=== TASK GOAL ===
Reproduce, word for word, the lines of the material below, from the line containing "For each instance of the goal" up to and including the line containing "(1181, 332)".

>> BEGIN INPUT DATA

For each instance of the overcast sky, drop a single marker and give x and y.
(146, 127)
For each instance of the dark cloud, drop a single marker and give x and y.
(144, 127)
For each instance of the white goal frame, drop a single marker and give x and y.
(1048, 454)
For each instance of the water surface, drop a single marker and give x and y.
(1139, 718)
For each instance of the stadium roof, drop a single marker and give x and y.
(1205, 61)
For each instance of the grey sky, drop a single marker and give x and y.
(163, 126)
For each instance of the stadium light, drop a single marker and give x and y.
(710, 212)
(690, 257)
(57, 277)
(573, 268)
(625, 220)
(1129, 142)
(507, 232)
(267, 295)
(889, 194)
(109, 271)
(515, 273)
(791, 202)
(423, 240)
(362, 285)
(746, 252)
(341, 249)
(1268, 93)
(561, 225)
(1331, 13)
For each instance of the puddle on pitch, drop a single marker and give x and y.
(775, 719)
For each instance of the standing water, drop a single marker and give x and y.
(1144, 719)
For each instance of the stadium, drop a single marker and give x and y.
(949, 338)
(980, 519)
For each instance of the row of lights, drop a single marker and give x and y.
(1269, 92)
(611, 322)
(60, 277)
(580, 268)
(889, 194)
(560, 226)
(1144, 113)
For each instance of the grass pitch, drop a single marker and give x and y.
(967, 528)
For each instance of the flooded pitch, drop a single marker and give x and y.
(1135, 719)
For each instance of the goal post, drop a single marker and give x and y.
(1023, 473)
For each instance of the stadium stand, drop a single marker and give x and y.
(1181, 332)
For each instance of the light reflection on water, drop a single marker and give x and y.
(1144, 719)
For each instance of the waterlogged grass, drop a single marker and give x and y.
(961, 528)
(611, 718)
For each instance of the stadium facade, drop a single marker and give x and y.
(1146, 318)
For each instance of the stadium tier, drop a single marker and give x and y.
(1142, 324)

>> END INPUT DATA

=== CORRECT RESULT ===
For each instance of the goal post, drop a single marker and give x and y.
(1023, 473)
For each instance of the stadium stand, drop a single marker and give x and y.
(1181, 332)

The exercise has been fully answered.